→ Текст для чтения:

42.
Варвара Ярова донесла на своего мужа, обвинив его в колдовстве в 1736 году, и он «на страх другим» был сожжен. Благодаря откровениям Алены Возницыной следствие узнало, что ее муж — Александр Возницын — сделал себе обрезание и заставлял ее печь пресные лепешки. За переход в иудаизм Возницын был сожжен живьем43.
Как тут не вспомнить популярную частушку недавних лет:
Мой миленок-диссидент.
Все читает «Континент»,
Встану утром спозаранку,
Свезу дролю на Лубянку.
Доносительство дворовых и крепостных на своих ненавистных господ — практика весьма распространенная в те времена. Но не поворачивается язык назвать эти доносы проявлением «классовой борьбы». Вот дворовый подслушал вечерний разговор хозяина с женой, когда помещик, «будучи в спальне своей, лежа на печи, без всяких разговоров жене своей Палагее Афанасьевой говорил: «Я смарширую», а оная жена ево тому мужу своему молвила: «А я по девятому валу спущу, и нам государыня ничего не зделает», а для чего оныя помещик и помещица оныя слова говорили, того он (изветчик. — Е. А.) не знает». Хотя и не понял изветчик, о чем шла речь между супругами, но донес44. Так что были, были времена, когда и собственной жене в постели сказать ничего нельзя было, чтобы кто-нибудь не донес.

→ Записи:
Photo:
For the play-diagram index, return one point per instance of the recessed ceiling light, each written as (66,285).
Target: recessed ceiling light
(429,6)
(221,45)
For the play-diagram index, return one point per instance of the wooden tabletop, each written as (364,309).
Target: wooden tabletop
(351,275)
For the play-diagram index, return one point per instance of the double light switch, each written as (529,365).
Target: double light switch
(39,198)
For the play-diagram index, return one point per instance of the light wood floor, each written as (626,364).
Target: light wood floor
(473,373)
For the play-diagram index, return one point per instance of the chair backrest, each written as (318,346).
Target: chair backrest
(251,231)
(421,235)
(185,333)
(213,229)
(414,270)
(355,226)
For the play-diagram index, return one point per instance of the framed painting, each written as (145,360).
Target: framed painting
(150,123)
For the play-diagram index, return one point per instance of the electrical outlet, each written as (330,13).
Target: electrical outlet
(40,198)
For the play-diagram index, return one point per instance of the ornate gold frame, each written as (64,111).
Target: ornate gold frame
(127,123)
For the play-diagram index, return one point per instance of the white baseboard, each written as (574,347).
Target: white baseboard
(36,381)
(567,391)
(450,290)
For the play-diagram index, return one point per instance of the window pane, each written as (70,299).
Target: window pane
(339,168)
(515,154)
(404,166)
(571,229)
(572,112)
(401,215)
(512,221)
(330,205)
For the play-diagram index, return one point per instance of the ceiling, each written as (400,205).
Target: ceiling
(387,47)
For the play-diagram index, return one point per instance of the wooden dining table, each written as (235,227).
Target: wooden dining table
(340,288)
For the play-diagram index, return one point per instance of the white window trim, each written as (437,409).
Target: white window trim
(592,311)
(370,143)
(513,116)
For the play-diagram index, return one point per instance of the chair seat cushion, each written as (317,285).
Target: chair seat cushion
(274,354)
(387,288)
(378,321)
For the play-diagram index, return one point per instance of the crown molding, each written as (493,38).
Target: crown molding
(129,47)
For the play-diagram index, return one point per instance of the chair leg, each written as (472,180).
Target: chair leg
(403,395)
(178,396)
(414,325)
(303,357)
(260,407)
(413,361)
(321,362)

...

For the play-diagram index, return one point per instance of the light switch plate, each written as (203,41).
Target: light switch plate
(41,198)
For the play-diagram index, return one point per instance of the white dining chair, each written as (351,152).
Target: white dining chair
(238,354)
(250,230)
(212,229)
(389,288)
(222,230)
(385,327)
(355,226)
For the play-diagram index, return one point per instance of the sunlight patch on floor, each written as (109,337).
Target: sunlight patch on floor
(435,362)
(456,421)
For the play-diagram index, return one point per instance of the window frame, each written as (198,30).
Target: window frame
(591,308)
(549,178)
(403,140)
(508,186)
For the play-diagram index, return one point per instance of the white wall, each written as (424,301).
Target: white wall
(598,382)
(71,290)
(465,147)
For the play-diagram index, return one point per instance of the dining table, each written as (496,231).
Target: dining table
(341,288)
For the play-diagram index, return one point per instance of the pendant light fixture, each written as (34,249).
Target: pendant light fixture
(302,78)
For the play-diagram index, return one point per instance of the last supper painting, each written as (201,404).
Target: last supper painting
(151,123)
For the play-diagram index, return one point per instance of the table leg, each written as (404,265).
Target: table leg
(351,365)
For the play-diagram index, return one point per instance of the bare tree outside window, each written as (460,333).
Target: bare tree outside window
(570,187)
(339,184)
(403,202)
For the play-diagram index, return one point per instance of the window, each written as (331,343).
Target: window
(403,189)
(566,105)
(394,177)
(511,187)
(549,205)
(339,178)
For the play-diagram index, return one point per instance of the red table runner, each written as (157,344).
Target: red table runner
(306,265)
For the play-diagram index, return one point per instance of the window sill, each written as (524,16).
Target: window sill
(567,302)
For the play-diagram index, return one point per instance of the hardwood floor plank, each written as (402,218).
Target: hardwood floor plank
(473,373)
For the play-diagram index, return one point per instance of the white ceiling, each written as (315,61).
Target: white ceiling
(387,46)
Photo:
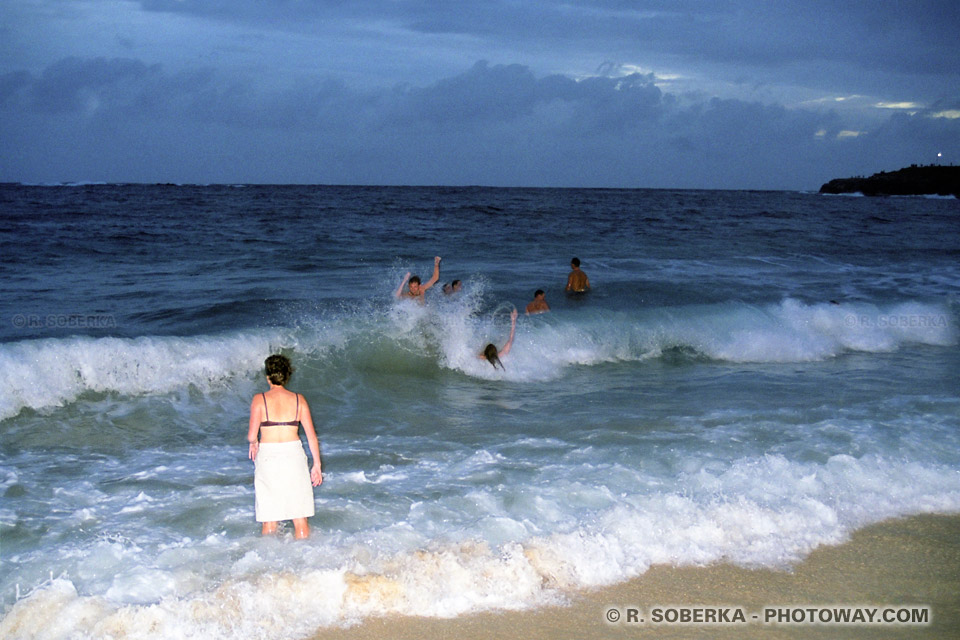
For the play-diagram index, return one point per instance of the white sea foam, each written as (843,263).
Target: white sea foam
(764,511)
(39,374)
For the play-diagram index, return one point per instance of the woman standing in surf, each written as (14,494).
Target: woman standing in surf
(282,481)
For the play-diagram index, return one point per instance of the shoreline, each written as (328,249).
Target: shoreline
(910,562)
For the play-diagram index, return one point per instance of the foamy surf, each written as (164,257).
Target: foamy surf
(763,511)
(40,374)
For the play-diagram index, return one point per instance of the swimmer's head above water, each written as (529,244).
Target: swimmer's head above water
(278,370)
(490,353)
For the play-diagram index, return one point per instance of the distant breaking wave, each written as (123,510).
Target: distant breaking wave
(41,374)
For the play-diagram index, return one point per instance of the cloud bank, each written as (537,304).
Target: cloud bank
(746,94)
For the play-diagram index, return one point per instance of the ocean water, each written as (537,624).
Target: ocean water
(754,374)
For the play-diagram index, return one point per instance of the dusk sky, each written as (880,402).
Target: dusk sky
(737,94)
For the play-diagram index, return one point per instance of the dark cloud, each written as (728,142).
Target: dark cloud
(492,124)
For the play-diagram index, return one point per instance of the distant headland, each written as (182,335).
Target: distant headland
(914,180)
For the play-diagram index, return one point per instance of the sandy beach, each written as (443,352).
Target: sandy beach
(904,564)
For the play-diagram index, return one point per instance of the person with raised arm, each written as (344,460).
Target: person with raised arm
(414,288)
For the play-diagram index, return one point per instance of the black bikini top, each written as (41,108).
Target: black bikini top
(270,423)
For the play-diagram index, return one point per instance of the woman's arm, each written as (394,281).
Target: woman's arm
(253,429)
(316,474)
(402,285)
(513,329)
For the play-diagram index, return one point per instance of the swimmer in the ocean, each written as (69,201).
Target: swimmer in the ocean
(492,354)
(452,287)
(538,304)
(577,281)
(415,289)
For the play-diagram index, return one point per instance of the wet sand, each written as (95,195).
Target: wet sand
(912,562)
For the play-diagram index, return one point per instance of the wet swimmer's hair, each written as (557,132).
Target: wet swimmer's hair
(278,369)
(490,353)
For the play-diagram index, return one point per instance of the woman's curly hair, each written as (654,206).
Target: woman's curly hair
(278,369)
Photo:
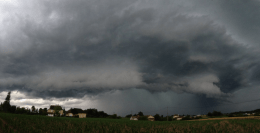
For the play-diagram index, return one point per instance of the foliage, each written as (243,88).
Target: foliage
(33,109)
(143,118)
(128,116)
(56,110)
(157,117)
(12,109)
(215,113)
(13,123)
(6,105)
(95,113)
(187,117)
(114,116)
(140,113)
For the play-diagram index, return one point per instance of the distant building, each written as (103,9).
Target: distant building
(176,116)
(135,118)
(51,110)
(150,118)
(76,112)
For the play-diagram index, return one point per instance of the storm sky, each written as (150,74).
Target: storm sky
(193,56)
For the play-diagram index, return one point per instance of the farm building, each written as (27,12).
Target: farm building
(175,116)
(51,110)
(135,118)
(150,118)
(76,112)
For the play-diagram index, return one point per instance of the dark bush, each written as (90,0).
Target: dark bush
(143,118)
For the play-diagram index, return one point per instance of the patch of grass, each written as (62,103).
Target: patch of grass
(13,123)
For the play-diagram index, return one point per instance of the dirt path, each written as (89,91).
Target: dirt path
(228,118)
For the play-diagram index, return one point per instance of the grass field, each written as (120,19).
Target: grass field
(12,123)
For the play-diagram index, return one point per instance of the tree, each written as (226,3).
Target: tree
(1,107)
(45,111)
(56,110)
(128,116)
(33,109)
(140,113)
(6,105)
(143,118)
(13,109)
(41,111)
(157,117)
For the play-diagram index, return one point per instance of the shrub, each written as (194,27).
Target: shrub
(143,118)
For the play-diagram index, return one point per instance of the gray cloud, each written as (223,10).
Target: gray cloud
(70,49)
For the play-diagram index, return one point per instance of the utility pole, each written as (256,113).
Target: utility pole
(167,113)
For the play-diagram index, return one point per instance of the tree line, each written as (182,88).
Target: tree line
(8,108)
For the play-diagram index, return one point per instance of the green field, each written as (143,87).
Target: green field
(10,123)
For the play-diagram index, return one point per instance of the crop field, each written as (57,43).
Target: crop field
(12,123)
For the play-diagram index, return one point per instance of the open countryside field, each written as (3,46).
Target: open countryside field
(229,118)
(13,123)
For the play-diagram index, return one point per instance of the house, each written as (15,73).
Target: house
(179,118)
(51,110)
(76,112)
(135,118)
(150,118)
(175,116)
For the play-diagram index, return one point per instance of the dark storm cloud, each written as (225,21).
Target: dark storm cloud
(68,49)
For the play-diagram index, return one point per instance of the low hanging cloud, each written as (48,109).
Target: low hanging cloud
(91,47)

→ Задания:
A – Перепишите без изменений отрывок из текста о доносах: начните со слов «Варвара Ярова донесла» и остановитесь после слов «был сожжен живьем43.».
B – За что, согласно тексту о доносах, Александра Возницына сожгли живьем?
C – Продолжите текст о доносах, начав сразу после его последнего предложения.

→ Ответы:
A –
Варвара Ярова донесла на своего мужа, обвинив его в колдовстве в 1736 году, и он «на страх другим» был сожжен. Благодаря откровениям Алены Возницыной следствие узнало, что ее муж — Александр Возницын — сделал себе обрезание и заставлял ее печь пресные лепешки. За переход в иудаизм Возницын был сожжен живьем43.

B – За переход в иудаизм.

C –
Вот другой дворовый, который донес на своего помещика, поручика Лодыжинского, что тот семь лет тому назад сказал ему: «Владеет государством баба, и ничего она не знает»45. Еще один «патриот», посаженный помещицей в холодную за «блудную жизнь» с дворовой девкой, донес на хозяйку следующее: «Ввечеру подошел он, Федоров, к спальне оной помещицы своей к окошку (которое было закрыто ставнем) и слушал, что оная помещица ево, не говорит ли чего про него, Федорова, и в то время оная помещица ево, взяв на руки от вдовы Борисовой малолетнюю дочь свою Авдотью, говорила ей: «Ты, де, матушка моя, лучше всемилостивой государыни, она многогрешна и живет с Беверским» (принц Антон Ульрих Брауншвейг-Бевернский. — Е. Α.), — а при тех словах в спальне других никого не было»46.
Обычным считалось и заглядывать для поиска компрометирующих фактов не только в замочную скважину, но и в помойную яму. В 1736 году на суздальского архиерея донес колодник, который пришел в монастырь «для милостыни» и потом сообщал, что «из архиерейских келий бросают кости говяжьи — никак он, архиерей, мясо ест»47 (дело было в великий пост).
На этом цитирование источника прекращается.